• [YOUR TASK]
First find the line containing "Target: stone building" in the data, then set it down exactly along with every line after it, through the last.

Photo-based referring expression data
_ _ _ _ _

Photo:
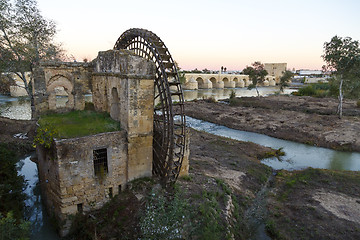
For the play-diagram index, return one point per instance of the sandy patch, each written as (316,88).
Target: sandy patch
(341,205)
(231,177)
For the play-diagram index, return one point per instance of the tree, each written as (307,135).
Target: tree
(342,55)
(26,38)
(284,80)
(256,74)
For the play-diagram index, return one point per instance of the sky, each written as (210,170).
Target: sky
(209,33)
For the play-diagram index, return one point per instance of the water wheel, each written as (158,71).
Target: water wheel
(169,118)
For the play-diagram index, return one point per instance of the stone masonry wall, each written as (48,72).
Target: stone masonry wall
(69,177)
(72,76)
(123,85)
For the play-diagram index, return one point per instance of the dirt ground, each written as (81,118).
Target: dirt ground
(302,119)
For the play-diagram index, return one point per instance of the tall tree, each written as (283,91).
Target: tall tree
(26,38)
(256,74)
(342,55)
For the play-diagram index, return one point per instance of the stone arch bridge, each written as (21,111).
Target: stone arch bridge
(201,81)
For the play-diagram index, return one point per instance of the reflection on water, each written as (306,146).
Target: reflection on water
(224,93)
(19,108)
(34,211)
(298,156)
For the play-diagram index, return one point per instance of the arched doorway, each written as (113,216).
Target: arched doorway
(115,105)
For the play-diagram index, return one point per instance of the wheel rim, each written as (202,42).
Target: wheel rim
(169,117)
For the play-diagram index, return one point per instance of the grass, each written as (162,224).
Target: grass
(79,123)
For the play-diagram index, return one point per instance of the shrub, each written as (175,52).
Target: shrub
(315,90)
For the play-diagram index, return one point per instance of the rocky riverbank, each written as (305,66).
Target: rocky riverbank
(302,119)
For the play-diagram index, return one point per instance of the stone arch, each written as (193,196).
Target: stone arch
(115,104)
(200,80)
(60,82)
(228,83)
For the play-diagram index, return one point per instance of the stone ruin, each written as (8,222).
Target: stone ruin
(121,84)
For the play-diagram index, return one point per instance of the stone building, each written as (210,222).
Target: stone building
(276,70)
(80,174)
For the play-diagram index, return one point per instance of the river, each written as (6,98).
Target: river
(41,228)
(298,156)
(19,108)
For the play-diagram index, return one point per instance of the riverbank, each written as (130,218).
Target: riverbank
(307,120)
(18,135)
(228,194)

_ _ _ _ _

• [RESULT]
Target: stone building
(276,70)
(80,174)
For the play-diagram index, return one point per instance of the river, each written as (6,98).
Target: river
(41,228)
(298,156)
(19,108)
For the play-diagram index, return one point per instance of the riverbank, each written as (130,218).
Target: riverbank
(307,120)
(18,135)
(228,194)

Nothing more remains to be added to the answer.